Give each line of the rows below as a JSON list of strings, with one string per line and blank lines omitted.

Pointing records
-- Begin --

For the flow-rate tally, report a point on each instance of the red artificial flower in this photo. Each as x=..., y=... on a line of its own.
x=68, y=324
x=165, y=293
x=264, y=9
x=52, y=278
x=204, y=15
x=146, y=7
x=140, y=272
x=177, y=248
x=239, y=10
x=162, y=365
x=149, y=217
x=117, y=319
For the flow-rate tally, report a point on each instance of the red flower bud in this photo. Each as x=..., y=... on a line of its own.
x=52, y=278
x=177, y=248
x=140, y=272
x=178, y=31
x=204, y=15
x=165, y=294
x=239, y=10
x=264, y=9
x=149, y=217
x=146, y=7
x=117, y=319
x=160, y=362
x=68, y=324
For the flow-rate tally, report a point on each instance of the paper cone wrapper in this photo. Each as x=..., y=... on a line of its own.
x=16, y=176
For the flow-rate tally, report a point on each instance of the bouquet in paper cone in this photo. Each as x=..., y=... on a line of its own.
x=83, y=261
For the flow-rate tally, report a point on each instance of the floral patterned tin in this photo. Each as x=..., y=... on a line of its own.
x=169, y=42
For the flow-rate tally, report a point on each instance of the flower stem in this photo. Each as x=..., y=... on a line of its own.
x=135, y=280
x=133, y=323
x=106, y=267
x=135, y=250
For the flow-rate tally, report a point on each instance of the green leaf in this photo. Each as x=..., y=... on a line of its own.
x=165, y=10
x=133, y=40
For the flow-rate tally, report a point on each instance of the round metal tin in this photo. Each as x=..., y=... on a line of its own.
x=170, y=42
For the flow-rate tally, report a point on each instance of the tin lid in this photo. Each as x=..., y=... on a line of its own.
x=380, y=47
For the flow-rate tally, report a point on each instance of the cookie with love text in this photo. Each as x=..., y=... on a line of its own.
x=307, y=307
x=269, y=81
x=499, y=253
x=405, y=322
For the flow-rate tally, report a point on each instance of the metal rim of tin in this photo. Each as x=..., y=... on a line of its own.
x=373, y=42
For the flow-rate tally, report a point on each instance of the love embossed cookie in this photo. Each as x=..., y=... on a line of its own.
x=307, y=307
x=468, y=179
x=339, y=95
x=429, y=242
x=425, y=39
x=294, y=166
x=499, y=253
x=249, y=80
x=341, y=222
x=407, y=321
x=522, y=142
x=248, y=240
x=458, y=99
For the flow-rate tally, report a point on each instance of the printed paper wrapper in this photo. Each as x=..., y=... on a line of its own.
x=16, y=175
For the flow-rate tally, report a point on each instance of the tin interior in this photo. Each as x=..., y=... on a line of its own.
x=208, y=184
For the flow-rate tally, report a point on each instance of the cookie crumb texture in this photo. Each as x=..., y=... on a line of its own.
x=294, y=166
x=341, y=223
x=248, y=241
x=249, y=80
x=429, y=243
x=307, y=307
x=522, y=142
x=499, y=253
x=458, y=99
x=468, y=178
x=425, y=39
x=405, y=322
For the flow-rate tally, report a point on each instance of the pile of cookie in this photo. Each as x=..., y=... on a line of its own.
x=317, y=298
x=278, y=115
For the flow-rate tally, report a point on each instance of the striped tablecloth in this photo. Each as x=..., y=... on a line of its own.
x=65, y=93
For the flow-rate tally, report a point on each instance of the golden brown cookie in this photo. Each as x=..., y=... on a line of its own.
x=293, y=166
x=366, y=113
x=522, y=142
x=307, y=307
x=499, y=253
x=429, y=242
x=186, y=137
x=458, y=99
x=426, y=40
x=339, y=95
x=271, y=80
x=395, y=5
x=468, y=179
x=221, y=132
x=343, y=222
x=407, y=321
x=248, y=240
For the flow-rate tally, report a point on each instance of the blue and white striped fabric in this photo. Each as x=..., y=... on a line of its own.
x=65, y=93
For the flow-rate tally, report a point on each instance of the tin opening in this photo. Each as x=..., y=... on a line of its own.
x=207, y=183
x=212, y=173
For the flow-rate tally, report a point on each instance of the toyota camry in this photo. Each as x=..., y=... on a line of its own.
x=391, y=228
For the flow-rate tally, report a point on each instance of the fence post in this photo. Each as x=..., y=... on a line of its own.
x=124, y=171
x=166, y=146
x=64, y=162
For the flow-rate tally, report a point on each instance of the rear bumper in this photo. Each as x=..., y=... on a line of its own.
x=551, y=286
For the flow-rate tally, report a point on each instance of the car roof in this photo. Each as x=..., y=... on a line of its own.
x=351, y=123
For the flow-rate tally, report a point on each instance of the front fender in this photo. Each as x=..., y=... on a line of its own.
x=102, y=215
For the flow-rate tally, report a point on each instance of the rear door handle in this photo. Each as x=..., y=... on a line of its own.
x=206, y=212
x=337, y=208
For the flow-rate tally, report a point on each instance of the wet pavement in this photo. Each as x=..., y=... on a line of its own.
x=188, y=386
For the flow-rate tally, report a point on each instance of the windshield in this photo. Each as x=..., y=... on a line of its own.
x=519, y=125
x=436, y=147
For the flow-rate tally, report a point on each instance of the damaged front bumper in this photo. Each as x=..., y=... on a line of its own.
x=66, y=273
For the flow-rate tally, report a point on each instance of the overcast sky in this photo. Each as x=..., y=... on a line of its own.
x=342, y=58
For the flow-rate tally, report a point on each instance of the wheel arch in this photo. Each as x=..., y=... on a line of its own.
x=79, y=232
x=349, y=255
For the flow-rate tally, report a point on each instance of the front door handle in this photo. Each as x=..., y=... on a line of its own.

-- End --

WRITTEN SOLUTION
[
  "For the flow-rate tally, report a point on each instance of the red artificial flower in this photo. Each as x=..., y=... on a line of its own.",
  "x=68, y=324",
  "x=165, y=293",
  "x=264, y=9",
  "x=52, y=278",
  "x=204, y=15",
  "x=146, y=7",
  "x=140, y=272",
  "x=177, y=248",
  "x=239, y=10",
  "x=162, y=365",
  "x=149, y=217",
  "x=117, y=319",
  "For the flow-rate tally, report a point on each instance of the red flower bud in this photo. Each as x=..., y=... on a line of its own.",
  "x=52, y=278",
  "x=177, y=248",
  "x=140, y=272",
  "x=178, y=31",
  "x=204, y=15",
  "x=165, y=294",
  "x=239, y=10",
  "x=264, y=9",
  "x=149, y=217",
  "x=146, y=7",
  "x=117, y=319",
  "x=160, y=362",
  "x=68, y=324",
  "For the flow-rate tally, report a point on each instance of the paper cone wrapper in this photo. Each as x=..., y=... on a line of its own.",
  "x=16, y=176",
  "For the flow-rate tally, report a point on each instance of the bouquet in paper cone in this photo. Each as x=..., y=... on a line of its own.",
  "x=83, y=261",
  "For the flow-rate tally, report a point on each instance of the floral patterned tin in this photo. Each as x=..., y=... on a line of its own.",
  "x=169, y=42",
  "For the flow-rate tally, report a point on each instance of the flower stem in this photo. Each as x=..., y=... on a line of its own.",
  "x=135, y=280",
  "x=133, y=323",
  "x=106, y=267",
  "x=135, y=250",
  "For the flow-rate tally, report a point on each instance of the green leaf in this photo. Each as x=..., y=... on a line of its own.",
  "x=165, y=10",
  "x=133, y=40",
  "For the flow-rate tally, report a point on each instance of the round metal tin in this photo. Each as x=..., y=... on a line of its own.",
  "x=170, y=42",
  "For the flow-rate tally, report a point on each instance of the tin lid in this photo. Each as x=..., y=... on a line of its own.",
  "x=380, y=47",
  "For the flow-rate tally, report a point on each instance of the cookie with love text in this photo. Each as x=..., y=... on a line of its own.",
  "x=307, y=307",
  "x=269, y=81",
  "x=499, y=253",
  "x=405, y=322",
  "For the flow-rate tally, report a point on each instance of the metal rim of tin in this photo. Each as x=..., y=... on a line of its own.",
  "x=373, y=42",
  "For the flow-rate tally, report a point on each instance of the love embossed cookie in this photo. Each as x=..., y=... on a line of its own.",
  "x=307, y=307",
  "x=468, y=179",
  "x=339, y=95",
  "x=429, y=242",
  "x=425, y=39",
  "x=294, y=166",
  "x=499, y=253",
  "x=249, y=80",
  "x=341, y=222",
  "x=407, y=321",
  "x=522, y=142",
  "x=248, y=240",
  "x=458, y=99",
  "For the flow-rate tally, report a point on each instance of the printed paper wrapper in this photo. Each as x=..., y=... on a line of its own.",
  "x=16, y=175",
  "For the flow-rate tally, report a point on each instance of the tin interior in this photo. Each as x=..., y=... on a line of its own.",
  "x=208, y=184",
  "For the flow-rate tally, report a point on each instance of the cookie crumb texture in this photo. Each as x=..., y=... on a line of its own.",
  "x=294, y=166",
  "x=341, y=223",
  "x=248, y=241",
  "x=249, y=80",
  "x=429, y=243",
  "x=307, y=307",
  "x=522, y=142",
  "x=499, y=253",
  "x=458, y=99",
  "x=468, y=178",
  "x=425, y=39",
  "x=405, y=322",
  "For the flow-rate tally, report a point on each instance of the pile of cookie in this photo. Each as x=..., y=... on a line of its own.",
  "x=317, y=298",
  "x=278, y=115",
  "For the flow-rate tally, report a point on each instance of the striped tablecloth in this photo. Each as x=..., y=... on a line of its own.",
  "x=65, y=93",
  "For the flow-rate tally, report a point on each instance of the golden brown cookie in this photo. Each as x=..., y=... on a line of its own.",
  "x=293, y=166",
  "x=366, y=113",
  "x=522, y=142",
  "x=307, y=307",
  "x=499, y=253",
  "x=429, y=242",
  "x=186, y=137",
  "x=458, y=99",
  "x=426, y=40",
  "x=339, y=95",
  "x=271, y=80",
  "x=395, y=5",
  "x=468, y=179",
  "x=221, y=132",
  "x=343, y=222",
  "x=407, y=321",
  "x=248, y=240",
  "For the flow-rate tally, report a point on each instance of the blue and white striped fabric in this photo. Each as x=..., y=... on a line of its own.",
  "x=65, y=93",
  "For the flow-rate tally, report a point on each instance of the tin opening in this photo. Each as x=..., y=... on a line of its own.",
  "x=207, y=183",
  "x=212, y=173",
  "For the flow-rate tally, report a point on each instance of the toyota camry in this photo. Each as x=..., y=... on a line of its own.",
  "x=391, y=228",
  "For the flow-rate tally, report a point on each instance of the fence post in this photo. Each as x=..., y=... on a line of its own.",
  "x=124, y=171",
  "x=166, y=146",
  "x=64, y=162",
  "For the flow-rate tally, report a point on each instance of the rear bumper in this photo. Each as x=..., y=... on a line of its own.",
  "x=551, y=286",
  "For the flow-rate tally, report a point on each instance of the car roof in this photo. Each as x=..., y=... on a line of its own.",
  "x=351, y=123",
  "For the flow-rate tally, report a point on each instance of the front fender in this photo. Each as x=..., y=... on a line of its own.",
  "x=102, y=215",
  "For the flow-rate tally, report a point on each instance of the rear door handle in this photo. Each as x=..., y=... on a line of its own.",
  "x=206, y=212",
  "x=337, y=208",
  "For the flow-rate tally, report a point on each instance of the wet pavement in this photo. Each as x=..., y=... on a line of its own.",
  "x=188, y=386",
  "For the flow-rate tally, report a point on each instance of the windshield in this photo. Each as x=..., y=... on a line of its own.",
  "x=519, y=125",
  "x=436, y=147",
  "For the flow-rate tally, report a point on each instance of the damaged front bumper in this photo. Each as x=..., y=... on a line of its own.",
  "x=66, y=273",
  "For the flow-rate tally, report a point on each instance of the overcast sky in this photo. Each as x=..., y=... on a line of its own.",
  "x=342, y=58",
  "For the flow-rate tally, report a point on each instance of the wheel arch in this photo. Each as x=..., y=... on a line of its own.",
  "x=79, y=232",
  "x=349, y=255",
  "For the flow-rate tally, report a point on each instance of the front door handle in this photo. Each as x=..., y=... on a line of its own."
]